Barcelona and Real Madrid struggle to sign players given their world-class squads

Samuel Umtiti is one of Barca's summer moves, but there's a notable lack of star power in their targets.

What do you get the man who has everything? It often seems like teams have to sign in the summer, or feel like they have to. But sometimes there's really not much point. And although that doesn't always stop them, maybe this is one of those times.
Maybe this time circumstance has conspired to mean that only real needs will be attended to. After all, how do you improve on Lionel Messi/Neymar/Luis Suárez or Gareth Bale/Cristiano Ronaldo/Karim Benzema? Where do you find players better than Luka Modric or Andrés Iniesta?
As Zinedine Zidane put it on Monday, with the calm certainty that always makes him worth listening to: "It's difficult to improve on this squad."
When you buy the best players every year, it's inevitable that there comes a time when there's not much left to buy. When your rivals do pretty much the same thing, it becomes even harder, and in an era dominated by two men, it's close to impossible.
The original galáctico policy was simple: every summer, Madrid bought the best player in the world: Luis Figo, Zidane, Ronaldo. But how do you buy the best player in the world if you already have him? You can't sign your own footballer. You can't present him, either, however much a contract renewal can be dressed up.
Every year, players move to Madrid or Barcelona, but every year in recent memory, the best players in the world have been the men who are already there: Messi and Ronaldo have won the last eight Ballon d'Ors between them and no one has seriously suggested they're not the best. Not until recently, anyway. Last season, others challenged them; there might have been a case for saying that there were players who performed better. But then Madrid and Barcelona already have Gareth Bale and Luis Suárez too.

.....

▶ [REQUEST A] Give the listing lines from the one containing "Return the outline of every instance of the gothic" through the end of the listing, both ends included, as a Markdown table with the columns Row and Listing line. Number each row and leave out blank lines.
The article and the listing have no connection to each other.

Items taken from a dataset:

.....

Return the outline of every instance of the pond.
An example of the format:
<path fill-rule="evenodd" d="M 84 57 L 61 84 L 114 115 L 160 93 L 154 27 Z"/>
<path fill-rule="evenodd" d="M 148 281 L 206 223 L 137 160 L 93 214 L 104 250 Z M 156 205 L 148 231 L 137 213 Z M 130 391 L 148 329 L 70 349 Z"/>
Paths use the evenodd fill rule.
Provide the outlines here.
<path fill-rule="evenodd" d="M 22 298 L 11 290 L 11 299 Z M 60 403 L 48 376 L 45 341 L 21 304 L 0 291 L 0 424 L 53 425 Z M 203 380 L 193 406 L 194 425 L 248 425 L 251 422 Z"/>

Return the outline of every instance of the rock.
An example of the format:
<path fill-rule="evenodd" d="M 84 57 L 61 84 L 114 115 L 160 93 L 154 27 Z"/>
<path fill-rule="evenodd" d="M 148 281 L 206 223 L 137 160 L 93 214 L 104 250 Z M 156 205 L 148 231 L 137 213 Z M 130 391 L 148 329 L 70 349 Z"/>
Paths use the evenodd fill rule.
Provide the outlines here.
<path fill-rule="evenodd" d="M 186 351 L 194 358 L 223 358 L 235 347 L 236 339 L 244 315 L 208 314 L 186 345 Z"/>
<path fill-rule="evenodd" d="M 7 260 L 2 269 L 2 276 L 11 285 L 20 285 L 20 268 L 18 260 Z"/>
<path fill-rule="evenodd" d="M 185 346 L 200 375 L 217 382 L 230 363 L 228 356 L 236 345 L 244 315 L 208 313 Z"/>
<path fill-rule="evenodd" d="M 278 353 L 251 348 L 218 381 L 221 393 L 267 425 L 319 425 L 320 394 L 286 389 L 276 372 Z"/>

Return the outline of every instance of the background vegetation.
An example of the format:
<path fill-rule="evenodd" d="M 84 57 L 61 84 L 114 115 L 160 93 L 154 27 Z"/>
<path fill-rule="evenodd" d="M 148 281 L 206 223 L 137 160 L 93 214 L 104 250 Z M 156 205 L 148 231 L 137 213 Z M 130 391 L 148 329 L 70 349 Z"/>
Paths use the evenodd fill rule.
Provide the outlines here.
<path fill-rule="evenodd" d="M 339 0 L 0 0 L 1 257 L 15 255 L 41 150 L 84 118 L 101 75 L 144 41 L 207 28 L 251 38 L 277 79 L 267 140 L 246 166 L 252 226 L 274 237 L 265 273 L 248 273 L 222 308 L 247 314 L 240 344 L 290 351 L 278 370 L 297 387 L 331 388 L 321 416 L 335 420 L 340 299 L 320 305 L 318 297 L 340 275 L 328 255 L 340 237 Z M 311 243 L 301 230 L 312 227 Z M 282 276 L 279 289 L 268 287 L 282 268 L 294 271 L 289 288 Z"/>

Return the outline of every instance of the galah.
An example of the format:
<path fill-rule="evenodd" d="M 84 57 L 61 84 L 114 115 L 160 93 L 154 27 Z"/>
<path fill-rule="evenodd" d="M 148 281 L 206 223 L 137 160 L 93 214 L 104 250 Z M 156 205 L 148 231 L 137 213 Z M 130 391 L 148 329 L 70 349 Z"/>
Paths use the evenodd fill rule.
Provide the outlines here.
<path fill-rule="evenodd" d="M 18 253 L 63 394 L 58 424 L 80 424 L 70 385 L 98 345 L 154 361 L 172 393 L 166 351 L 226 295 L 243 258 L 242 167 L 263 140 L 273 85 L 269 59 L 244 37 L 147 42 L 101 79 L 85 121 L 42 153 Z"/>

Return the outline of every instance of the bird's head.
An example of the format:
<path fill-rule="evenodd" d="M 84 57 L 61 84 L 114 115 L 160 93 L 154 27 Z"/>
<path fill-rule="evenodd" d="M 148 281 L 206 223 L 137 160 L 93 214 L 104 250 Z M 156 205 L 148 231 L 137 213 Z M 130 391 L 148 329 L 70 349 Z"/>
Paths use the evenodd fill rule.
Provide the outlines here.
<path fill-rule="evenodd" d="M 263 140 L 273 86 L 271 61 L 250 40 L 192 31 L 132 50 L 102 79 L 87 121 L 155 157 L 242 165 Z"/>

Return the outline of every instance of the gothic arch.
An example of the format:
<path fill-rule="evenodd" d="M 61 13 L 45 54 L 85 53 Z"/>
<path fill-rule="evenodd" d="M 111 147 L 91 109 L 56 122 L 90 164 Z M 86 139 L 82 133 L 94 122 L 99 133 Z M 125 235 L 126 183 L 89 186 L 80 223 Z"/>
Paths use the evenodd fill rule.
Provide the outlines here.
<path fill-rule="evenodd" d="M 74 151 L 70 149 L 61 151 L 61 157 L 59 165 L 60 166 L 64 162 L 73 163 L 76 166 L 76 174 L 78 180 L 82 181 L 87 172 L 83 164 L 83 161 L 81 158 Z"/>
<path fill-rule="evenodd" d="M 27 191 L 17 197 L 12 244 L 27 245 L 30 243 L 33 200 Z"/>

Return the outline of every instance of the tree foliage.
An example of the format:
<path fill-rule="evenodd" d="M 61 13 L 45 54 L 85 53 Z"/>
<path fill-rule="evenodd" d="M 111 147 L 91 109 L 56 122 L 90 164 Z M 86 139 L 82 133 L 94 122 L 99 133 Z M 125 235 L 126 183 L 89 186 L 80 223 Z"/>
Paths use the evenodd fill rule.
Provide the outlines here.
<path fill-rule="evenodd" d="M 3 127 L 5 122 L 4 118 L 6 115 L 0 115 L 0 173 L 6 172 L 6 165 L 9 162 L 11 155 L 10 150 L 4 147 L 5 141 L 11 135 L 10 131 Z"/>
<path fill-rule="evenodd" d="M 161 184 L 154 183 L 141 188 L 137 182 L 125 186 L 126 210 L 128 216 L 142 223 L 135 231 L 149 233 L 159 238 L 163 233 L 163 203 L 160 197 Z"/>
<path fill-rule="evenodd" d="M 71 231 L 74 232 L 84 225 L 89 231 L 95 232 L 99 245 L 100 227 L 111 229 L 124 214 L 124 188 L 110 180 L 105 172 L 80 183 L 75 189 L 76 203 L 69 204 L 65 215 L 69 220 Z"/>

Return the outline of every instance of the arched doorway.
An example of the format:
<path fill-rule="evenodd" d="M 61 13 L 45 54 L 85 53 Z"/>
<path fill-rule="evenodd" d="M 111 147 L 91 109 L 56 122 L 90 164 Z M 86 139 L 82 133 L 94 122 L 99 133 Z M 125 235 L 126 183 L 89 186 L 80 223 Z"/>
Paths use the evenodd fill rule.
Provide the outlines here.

.....

▶ [REQUEST B] Quote the article about Barcelona and Real Madrid between "Samuel Umtiti is" and "of those times.", inclusive.

▶ [SOLUTION A]
| Row | Listing line |
|---|---|
| 1 | Return the outline of every instance of the gothic arch. |
| 2 | An example of the format: |
| 3 | <path fill-rule="evenodd" d="M 61 13 L 45 54 L 85 53 Z"/> |
| 4 | <path fill-rule="evenodd" d="M 111 147 L 91 109 L 56 122 L 90 164 Z M 86 139 L 82 133 L 94 122 L 99 133 Z M 125 235 L 126 183 L 89 186 L 80 223 Z"/> |
| 5 | Paths use the evenodd fill rule. |
| 6 | Provide the outlines here. |
| 7 | <path fill-rule="evenodd" d="M 74 151 L 70 149 L 61 151 L 61 157 L 59 165 L 60 166 L 64 162 L 73 163 L 76 166 L 76 174 L 78 180 L 82 181 L 87 172 L 83 164 L 83 161 L 81 158 Z"/> |
| 8 | <path fill-rule="evenodd" d="M 27 191 L 17 197 L 12 244 L 27 245 L 30 243 L 33 200 Z"/> |
| 9 | Return the outline of every instance of the tree foliage. |
| 10 | An example of the format: |
| 11 | <path fill-rule="evenodd" d="M 61 13 L 45 54 L 85 53 Z"/> |
| 12 | <path fill-rule="evenodd" d="M 111 147 L 91 109 L 56 122 L 90 164 Z M 86 139 L 82 133 L 94 122 L 99 133 Z M 125 235 L 126 183 L 89 186 L 80 223 Z"/> |
| 13 | Paths use the evenodd fill rule. |
| 14 | Provide the outlines here. |
| 15 | <path fill-rule="evenodd" d="M 3 127 L 5 122 L 4 118 L 6 115 L 0 115 L 0 173 L 6 172 L 6 165 L 9 162 L 11 155 L 10 150 L 4 147 L 5 141 L 11 135 L 10 131 Z"/> |
| 16 | <path fill-rule="evenodd" d="M 161 184 L 154 183 L 141 188 L 137 182 L 125 186 L 126 210 L 128 216 L 142 223 L 135 231 L 149 233 L 159 238 L 163 233 L 163 203 L 160 197 Z"/> |
| 17 | <path fill-rule="evenodd" d="M 71 231 L 74 232 L 84 225 L 89 231 L 95 232 L 99 245 L 100 227 L 111 229 L 124 214 L 124 188 L 110 180 L 105 172 L 80 183 L 75 189 L 76 203 L 69 204 L 65 215 L 69 220 Z"/> |
| 18 | Return the outline of every instance of the arched doorway. |
| 19 | An example of the format: |
| 20 | <path fill-rule="evenodd" d="M 61 13 L 45 54 L 85 53 Z"/> |
| 21 | <path fill-rule="evenodd" d="M 111 147 L 91 109 L 56 122 L 90 164 Z M 86 139 L 82 133 L 94 122 L 99 133 Z M 125 235 L 126 183 L 89 186 L 80 223 Z"/> |
| 22 | Paths use the evenodd fill rule. |
| 23 | Provide the outlines here. |

▶ [SOLUTION B]
Samuel Umtiti is one of Barca's summer moves, but there's a notable lack of star power in their targets.

What do you get the man who has everything? It often seems like teams have to sign in the summer, or feel like they have to. But sometimes there's really not much point. And although that doesn't always stop them, maybe this is one of those times.